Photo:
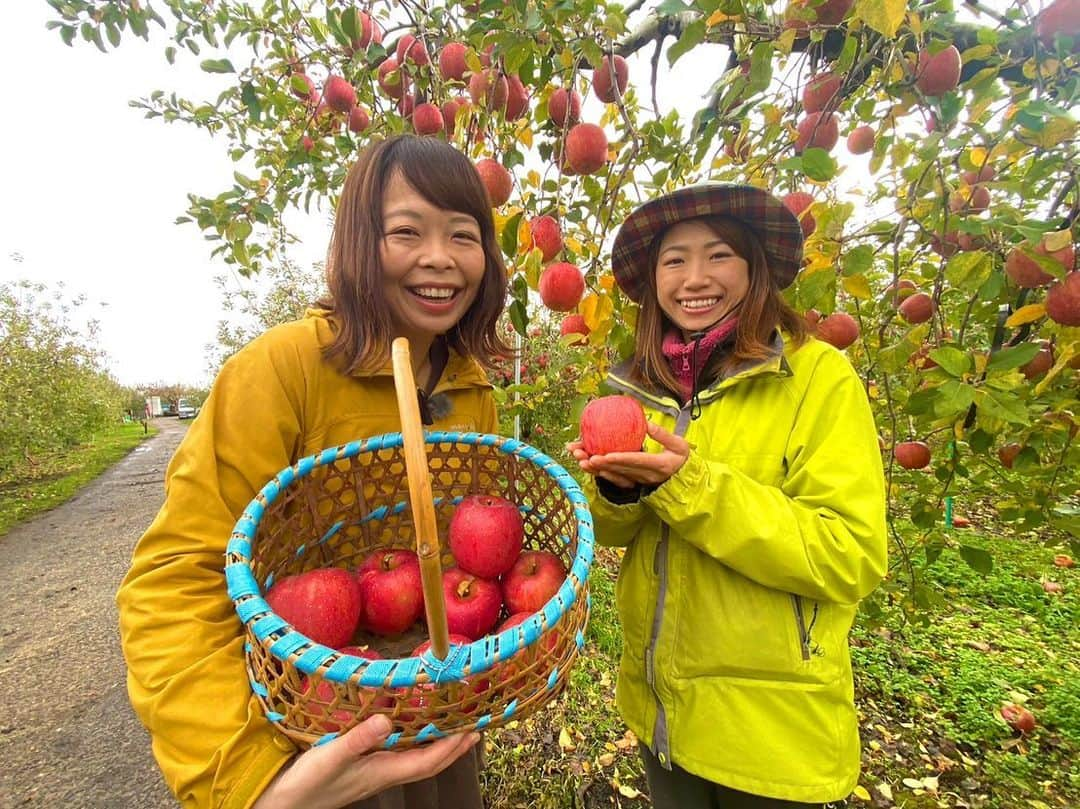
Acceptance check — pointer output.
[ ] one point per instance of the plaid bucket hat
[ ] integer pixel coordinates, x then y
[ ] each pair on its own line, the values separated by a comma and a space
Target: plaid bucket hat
777, 229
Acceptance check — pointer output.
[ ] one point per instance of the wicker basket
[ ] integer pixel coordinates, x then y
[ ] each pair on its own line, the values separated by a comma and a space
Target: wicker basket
332, 510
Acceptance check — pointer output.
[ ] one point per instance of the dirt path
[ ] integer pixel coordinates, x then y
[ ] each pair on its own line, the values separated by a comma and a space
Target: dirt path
68, 737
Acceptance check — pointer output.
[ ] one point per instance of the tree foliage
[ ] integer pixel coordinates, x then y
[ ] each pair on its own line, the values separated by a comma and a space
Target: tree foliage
963, 177
55, 389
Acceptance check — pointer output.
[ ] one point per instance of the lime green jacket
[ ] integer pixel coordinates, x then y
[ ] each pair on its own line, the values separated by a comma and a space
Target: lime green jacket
274, 402
742, 574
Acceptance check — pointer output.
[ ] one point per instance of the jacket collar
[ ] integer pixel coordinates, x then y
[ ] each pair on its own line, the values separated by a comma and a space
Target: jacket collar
620, 378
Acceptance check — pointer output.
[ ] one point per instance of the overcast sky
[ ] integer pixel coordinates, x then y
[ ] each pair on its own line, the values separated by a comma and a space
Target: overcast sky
92, 188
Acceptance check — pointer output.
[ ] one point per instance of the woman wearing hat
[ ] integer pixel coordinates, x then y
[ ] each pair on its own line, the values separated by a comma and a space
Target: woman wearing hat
753, 525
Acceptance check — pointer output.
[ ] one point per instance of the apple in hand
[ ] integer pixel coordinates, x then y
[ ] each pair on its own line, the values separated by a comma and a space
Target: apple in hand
612, 425
391, 591
323, 605
486, 535
472, 603
534, 579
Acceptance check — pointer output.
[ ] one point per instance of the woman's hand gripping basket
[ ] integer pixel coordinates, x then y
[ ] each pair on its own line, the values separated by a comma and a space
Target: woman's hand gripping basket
333, 509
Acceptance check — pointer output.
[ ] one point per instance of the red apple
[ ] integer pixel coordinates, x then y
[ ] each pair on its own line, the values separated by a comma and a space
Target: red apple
472, 603
451, 61
391, 79
391, 590
818, 130
562, 286
496, 179
612, 425
603, 85
798, 203
359, 119
323, 605
937, 73
861, 139
917, 308
339, 94
820, 92
585, 148
564, 107
545, 234
486, 535
1063, 300
839, 329
1017, 717
575, 324
427, 119
912, 454
531, 582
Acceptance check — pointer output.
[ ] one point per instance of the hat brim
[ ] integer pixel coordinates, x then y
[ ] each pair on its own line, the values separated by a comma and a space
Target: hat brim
777, 228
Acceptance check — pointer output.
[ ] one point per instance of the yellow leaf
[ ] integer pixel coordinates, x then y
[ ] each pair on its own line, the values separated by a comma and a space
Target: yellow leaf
718, 16
565, 742
1027, 313
856, 286
883, 16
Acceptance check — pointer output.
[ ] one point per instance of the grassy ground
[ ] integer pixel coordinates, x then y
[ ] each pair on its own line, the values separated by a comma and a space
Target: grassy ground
49, 481
928, 693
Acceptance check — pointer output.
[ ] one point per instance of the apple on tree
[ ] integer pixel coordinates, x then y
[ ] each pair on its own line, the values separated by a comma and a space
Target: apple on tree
486, 535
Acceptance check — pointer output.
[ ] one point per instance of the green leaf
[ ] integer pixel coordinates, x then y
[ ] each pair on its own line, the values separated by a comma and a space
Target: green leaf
977, 558
954, 361
819, 164
217, 66
883, 16
1012, 358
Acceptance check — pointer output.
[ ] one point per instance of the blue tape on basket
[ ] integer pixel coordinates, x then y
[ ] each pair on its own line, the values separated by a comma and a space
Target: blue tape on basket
313, 658
334, 529
241, 545
450, 670
429, 732
287, 644
269, 624
553, 678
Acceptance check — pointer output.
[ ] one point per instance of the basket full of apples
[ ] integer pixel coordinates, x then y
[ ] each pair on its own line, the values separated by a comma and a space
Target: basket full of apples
437, 578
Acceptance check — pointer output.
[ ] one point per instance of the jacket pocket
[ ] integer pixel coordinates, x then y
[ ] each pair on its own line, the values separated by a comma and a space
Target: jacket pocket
730, 625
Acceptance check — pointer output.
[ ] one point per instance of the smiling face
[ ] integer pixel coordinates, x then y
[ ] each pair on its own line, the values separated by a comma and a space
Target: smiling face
432, 264
700, 280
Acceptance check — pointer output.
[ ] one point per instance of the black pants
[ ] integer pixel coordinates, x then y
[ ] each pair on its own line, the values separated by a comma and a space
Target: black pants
676, 789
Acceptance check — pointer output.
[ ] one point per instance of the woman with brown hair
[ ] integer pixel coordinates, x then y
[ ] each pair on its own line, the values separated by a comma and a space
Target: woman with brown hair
753, 522
413, 254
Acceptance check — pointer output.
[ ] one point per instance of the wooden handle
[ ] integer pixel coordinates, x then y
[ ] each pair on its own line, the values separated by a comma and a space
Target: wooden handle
421, 499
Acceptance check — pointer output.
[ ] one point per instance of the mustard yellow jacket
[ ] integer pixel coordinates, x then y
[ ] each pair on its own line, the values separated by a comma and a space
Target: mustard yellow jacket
742, 574
274, 402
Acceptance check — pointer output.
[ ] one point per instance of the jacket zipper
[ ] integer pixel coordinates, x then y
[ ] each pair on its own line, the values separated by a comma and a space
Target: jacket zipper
800, 624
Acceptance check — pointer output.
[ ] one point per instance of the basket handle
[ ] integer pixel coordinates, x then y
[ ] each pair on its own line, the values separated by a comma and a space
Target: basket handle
420, 498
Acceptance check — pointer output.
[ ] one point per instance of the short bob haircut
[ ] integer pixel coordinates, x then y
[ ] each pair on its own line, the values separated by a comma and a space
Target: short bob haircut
760, 312
444, 177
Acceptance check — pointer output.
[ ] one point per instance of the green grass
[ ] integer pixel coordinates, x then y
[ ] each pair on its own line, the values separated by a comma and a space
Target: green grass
50, 481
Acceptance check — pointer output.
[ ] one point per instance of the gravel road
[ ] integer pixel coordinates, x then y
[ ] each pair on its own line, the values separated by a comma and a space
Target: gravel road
68, 737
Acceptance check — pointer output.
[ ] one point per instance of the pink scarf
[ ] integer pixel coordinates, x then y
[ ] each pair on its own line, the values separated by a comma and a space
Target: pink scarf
678, 353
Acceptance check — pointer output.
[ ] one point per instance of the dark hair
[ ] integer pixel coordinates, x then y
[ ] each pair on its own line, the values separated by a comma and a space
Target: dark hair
444, 177
760, 312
• • • • • • •
▶ [AIM] Except for the pictures, print the data above exactly.

▶ [THE COMPLETED TASK]
Photo:
Acceptance check — pointer output.
[ ] one point per instance of the plaid bucket hat
[ ] integer pixel coordinates, x then y
[ ] each pair on its own line, the values separated by a comma and a space
Target: plaid bucket hat
777, 229
Acceptance check — pointer output.
[ ] one point per instance of the wicker basket
[ ] integer pixel coordinates, x then y
[ ] each pair on its own line, the values separated by a comma and a space
Target: wicker basket
332, 510
Acceptance check — pointer output.
[ ] one point per instance of the dirt path
[ ] integer pixel coordinates, x then y
[ ] each pair on its own line, the values separated by a comma and a space
Target: dirt path
68, 737
Acceptance check — pointer output.
[ ] one point per instance of the tree foliage
[ ] integer pixel coordinates, x then y
[ ] each pair on its own line, the values separated by a comma and a space
Target: tree foliage
963, 177
55, 389
Acceptance check — pointer output.
[ ] one point per instance of the lime green jacket
[ ] integer pixel coordinates, x then y
[ ] each pair on its own line, the values separated by a comma and a space
Target: lime green jacket
274, 402
742, 574
Acceptance check — pointer output.
[ ] one point per instance of the jacket collar
[ ] integer pixel coordinates, x then y
[ ] each pair on its own line, the values separated by a comma and a space
Target: jacket collar
620, 378
Acceptance check — pointer output.
[ ] one point per instance of the overcast sky
[ ] integer pixel coordinates, x then y
[ ] each pair on its own line, the values separated by a comma and a space
Target: overcast sky
92, 188
Acceptance check — pointer output.
[ ] one point per instance of the woman wearing hat
[ ] integer pixel coordinates, x then y
[ ] each pair on its own line, the values separated by a comma and a space
Target: woman wearing hat
753, 525
Acceptance check — pointer output.
[ ] one point per instance of the apple in hand
[ ] integer pixel coordinates, x then y
[ ] each pair on its own line, the values separated by a comma and a space
Target: apple in hand
612, 425
391, 591
323, 605
486, 535
472, 603
534, 579
Acceptance check — pointer output.
[ ] one point per instance of the woman's hand gripping basket
[ ] integer pixel coordinates, x then y
[ ] each pair on its own line, the values separated by a comma and a space
Target: woman's hand gripping basket
333, 509
Acceptance check — pointer output.
[ ] one point per instance of the red apple
[ ] integer pixel coordinates, x then y
[ ] each pair on its own line, the values separated by a comma and a space
Target: red apple
472, 603
451, 61
391, 79
391, 590
818, 130
562, 286
496, 179
612, 425
603, 85
798, 203
359, 119
323, 605
937, 73
861, 139
917, 308
339, 94
820, 92
585, 148
564, 107
545, 234
486, 535
1063, 300
839, 329
1017, 717
575, 324
427, 119
912, 454
531, 582
Acceptance check — pointer output.
[ ] one point per instance of the hat brim
[ ] integer pixel coordinates, x then y
[ ] each pair on its own line, the values separated by a comma and a space
Target: hat brim
777, 228
Acceptance check — pointer output.
[ ] one point per instance of the yellow leaf
[ ] integer pixel coordinates, x then y
[ ] each pair on its own line, the values separated by a comma and a space
Target: yellow leaf
718, 16
565, 742
1027, 313
856, 286
883, 16
Acceptance check — pointer output.
[ ] one point per instance of the grassy ground
[ ] integer pixel coordinates, x then y
[ ] each pair on its own line, the values separated by a comma and a space
Target: grassy ground
49, 481
928, 693
Acceptance check — pointer output.
[ ] one point per instance of the apple on tree
[ ] integer pixel coordinates, x then y
[ ] each pair on its own line, the values separated by a comma and a space
Target: apple on tree
486, 535
Acceptance check — pointer output.
[ ] one point per instance of the green leaf
[ ] integer pixel coordinates, x then y
[ ] each pair on its own line, the values separated by a comma and a space
Target: green leaf
977, 558
954, 361
819, 164
217, 66
883, 16
1012, 358
Acceptance check — pointer output.
[ ] one point per instance of the blue tape on basket
[ ] integer pixel coordinates, x then y
[ ] each pair on its own line, the values separated by a comma and a space
Target: blue tape on basket
313, 658
334, 529
241, 545
450, 670
429, 732
287, 644
269, 624
553, 678
Acceptance check — pointer output.
[ ] one point per instance of the basket full of apples
[ ] integer pixel coordinates, x then y
[ ] each pair on its own line, the values separated by a comma and a space
Target: basket full of apples
437, 578
Acceptance check — pointer output.
[ ] one point per instance of the jacket pocket
[ ] integer pixel coordinates, x then y
[ ] each pair on its own line, the values separated by a comma and a space
Target: jacket pocket
730, 625
Acceptance check — pointer output.
[ ] one point per instance of the smiling face
[ ] integer pixel coordinates, x then y
[ ] each pair on its own line, the values separated by a comma and a space
Target: smiling face
432, 264
700, 280
Acceptance check — pointer output.
[ ] one point per instance of the black pants
[ ] integer pixel coordinates, x then y
[ ] each pair on its own line, the values separated by a comma and a space
Target: black pants
676, 789
Acceptance check — pointer output.
[ ] one point per instance of the woman with brown hair
[ ] integer pixel coordinates, x then y
[ ] each pair on its own line, the values separated by a comma and a space
Target: woman with brown hair
753, 522
413, 254
Acceptance check — pointer output.
[ ] one point per instance of the wooden handle
[ ] integer pixel coordinates, x then y
[ ] each pair on its own line, the values separated by a comma and a space
Target: wooden handle
421, 499
Acceptance check — pointer output.
[ ] one point per instance of the mustard yellow jacket
[ ] integer pixel coordinates, x then y
[ ] each pair on its own line, the values separated by a comma and a space
Target: mustard yellow jacket
742, 574
274, 402
Acceptance check — pointer output.
[ ] one point per instance of the jacket zipper
[ ] integer pixel coordinates, x then y
[ ] each pair on its own line, the values separated by a comma and a space
Target: jacket zipper
800, 624
Acceptance check — pointer output.
[ ] one point per instance of the basket handle
[ ] integer pixel coordinates, x then y
[ ] each pair on its own line, the values separated by a comma and a space
Target: basket handle
420, 498
Acceptance check — pointer output.
[ ] one point per instance of the short bob haircut
[ ] integer pixel coordinates, x then y
[ ] each pair on its own line, the values separated by a comma and a space
Target: short bob haircut
760, 312
444, 177
Acceptance check — pointer output.
[ ] one point per instance of the green grass
[ ] integer pixel coordinates, x then y
[ ] each pair on its own line, the values separated by a comma and a space
Target: green grass
50, 481
Acceptance check — pointer output.
[ ] one point per instance of the gravel road
[ ] integer pixel coordinates, x then y
[ ] each pair on its own line, the values separated by a comma and a space
Target: gravel road
68, 737
Acceptance check — pointer output.
[ ] one point per instance of the pink scarf
[ ] integer pixel coordinates, x then y
[ ] each pair on its own line, the values separated by a comma and a space
Target: pink scarf
678, 353
Acceptance check — pointer output.
[ ] one point per instance of the dark hair
[ ] integer pixel coordinates, x then y
[ ] each pair on its own line, the values separated by a comma and a space
Target: dark hair
444, 177
760, 312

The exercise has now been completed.